+++ Data for processing +++

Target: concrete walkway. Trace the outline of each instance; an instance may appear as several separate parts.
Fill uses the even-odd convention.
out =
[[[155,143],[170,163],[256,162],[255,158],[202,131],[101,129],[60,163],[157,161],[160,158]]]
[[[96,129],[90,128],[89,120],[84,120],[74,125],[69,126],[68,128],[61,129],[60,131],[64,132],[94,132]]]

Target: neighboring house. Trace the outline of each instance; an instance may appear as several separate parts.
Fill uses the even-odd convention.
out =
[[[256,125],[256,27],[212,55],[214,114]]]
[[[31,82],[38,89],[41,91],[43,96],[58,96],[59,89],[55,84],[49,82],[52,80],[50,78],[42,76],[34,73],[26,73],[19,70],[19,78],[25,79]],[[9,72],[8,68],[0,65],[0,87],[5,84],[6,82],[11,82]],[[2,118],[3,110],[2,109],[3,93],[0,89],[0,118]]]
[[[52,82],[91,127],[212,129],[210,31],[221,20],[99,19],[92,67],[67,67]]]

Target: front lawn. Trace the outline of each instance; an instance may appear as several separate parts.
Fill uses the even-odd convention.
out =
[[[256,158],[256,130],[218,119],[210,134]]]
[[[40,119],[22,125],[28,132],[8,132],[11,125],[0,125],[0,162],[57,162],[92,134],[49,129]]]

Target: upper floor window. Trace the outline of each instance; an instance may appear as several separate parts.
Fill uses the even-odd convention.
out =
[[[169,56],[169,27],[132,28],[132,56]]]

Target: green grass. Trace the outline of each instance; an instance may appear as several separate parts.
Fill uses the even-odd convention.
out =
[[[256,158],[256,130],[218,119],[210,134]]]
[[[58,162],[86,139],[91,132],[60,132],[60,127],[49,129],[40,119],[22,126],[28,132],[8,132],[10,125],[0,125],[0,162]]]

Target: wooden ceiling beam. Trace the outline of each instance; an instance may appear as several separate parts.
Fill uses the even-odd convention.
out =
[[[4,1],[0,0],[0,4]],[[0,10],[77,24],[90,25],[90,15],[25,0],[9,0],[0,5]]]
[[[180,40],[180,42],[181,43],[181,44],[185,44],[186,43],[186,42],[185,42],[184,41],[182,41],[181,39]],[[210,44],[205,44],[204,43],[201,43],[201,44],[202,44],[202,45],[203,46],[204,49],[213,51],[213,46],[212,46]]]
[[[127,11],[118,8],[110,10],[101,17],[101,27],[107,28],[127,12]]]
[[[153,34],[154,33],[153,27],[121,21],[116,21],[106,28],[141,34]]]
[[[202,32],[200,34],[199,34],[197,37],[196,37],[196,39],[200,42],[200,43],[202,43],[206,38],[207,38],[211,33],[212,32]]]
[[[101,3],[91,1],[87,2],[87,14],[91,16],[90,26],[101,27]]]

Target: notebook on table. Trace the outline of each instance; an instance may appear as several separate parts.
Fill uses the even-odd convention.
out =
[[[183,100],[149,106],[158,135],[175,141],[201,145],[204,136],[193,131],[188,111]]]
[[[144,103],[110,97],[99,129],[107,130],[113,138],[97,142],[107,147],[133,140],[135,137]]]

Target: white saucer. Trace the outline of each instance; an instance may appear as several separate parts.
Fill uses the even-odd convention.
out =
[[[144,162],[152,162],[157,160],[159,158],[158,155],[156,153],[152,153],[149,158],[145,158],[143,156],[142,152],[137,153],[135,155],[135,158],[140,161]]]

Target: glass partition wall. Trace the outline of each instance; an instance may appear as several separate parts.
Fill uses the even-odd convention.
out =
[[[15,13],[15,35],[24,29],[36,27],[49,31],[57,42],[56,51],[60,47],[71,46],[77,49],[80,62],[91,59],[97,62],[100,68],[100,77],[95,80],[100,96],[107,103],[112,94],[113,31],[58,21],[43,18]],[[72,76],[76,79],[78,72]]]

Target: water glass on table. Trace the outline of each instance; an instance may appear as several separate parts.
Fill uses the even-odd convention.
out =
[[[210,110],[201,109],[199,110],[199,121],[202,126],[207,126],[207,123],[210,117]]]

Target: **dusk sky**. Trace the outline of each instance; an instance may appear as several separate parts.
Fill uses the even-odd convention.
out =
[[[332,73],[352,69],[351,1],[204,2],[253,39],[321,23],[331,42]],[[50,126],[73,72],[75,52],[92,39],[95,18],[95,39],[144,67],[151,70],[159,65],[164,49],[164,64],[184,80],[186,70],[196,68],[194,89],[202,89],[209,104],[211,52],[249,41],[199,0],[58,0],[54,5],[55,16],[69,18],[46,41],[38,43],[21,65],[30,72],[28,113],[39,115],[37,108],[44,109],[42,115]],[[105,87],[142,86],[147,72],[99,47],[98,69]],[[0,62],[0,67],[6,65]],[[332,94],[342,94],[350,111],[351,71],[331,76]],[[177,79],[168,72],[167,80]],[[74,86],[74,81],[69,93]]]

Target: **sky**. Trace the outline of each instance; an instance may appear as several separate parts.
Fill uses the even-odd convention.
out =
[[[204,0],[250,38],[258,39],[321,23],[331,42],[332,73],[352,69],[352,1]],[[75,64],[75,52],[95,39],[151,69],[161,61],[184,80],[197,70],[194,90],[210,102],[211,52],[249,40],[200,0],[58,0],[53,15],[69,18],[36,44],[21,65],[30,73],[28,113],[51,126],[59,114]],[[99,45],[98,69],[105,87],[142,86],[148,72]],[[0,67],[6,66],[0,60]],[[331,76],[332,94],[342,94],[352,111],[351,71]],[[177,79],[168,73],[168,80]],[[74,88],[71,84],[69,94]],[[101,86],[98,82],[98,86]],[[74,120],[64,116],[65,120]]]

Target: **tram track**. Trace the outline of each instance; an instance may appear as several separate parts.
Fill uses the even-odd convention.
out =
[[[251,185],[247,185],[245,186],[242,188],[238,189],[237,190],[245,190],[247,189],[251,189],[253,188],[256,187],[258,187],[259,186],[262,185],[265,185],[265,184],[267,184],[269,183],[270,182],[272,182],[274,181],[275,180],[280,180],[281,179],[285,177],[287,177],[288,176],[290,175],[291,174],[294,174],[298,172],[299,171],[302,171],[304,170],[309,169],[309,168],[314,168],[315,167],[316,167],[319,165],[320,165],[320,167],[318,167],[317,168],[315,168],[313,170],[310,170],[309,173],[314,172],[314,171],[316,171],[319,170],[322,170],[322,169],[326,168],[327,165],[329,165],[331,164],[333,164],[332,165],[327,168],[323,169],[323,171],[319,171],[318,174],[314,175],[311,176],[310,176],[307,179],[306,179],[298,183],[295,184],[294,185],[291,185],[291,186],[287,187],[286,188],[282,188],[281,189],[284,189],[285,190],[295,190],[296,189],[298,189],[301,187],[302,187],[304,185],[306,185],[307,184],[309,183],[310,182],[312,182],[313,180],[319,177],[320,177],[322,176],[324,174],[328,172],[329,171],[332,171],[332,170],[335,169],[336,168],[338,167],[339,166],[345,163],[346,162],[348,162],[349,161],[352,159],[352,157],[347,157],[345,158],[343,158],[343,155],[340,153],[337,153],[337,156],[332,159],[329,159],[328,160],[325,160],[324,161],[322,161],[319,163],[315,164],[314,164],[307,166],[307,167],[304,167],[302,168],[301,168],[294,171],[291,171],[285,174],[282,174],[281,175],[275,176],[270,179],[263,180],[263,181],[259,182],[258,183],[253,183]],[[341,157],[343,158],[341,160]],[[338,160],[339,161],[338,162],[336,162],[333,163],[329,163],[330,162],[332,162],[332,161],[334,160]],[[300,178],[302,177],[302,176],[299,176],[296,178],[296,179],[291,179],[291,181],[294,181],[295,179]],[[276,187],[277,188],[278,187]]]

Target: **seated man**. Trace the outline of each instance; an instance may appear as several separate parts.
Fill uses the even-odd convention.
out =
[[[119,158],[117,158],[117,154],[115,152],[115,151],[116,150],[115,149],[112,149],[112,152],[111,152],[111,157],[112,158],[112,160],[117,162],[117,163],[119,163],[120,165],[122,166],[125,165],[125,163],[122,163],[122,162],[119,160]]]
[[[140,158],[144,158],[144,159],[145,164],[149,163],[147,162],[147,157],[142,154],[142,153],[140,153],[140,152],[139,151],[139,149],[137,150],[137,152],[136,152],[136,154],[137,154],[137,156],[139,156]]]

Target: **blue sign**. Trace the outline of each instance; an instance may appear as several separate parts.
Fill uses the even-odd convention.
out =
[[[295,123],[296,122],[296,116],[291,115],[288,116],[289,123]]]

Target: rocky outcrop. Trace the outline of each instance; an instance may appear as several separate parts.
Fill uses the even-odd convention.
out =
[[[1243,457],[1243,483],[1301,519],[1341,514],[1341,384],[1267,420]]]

+++

:: Instructions for the task ::
Starting at the line containing "Target: front lawn." and ending at the line containing "[[[169,56],[169,27],[132,28],[132,56]]]", turn the records into a Markdown table with columns "Row" and "Text". Give each non-blank line its own row, numbered in order, and leave out blank lines.

:: Complete output ::
| Row | Text |
|---|---|
| 1 | Target: front lawn. Trace the outline of each instance; an instance may appear as several separate parts. |
| 2 | Fill uses the even-odd convention. |
| 3 | out = |
| 4 | [[[256,158],[256,130],[218,119],[210,134]]] |
| 5 | [[[40,119],[22,125],[28,132],[8,132],[11,125],[0,125],[0,162],[57,162],[92,134],[49,129]]] |
| 6 | Target: upper floor window. Trace the outline of each instance; an instance may appear as several separate parts. |
| 7 | Fill uses the even-odd convention. |
| 8 | out = |
| 9 | [[[169,56],[169,27],[132,28],[132,56]]] |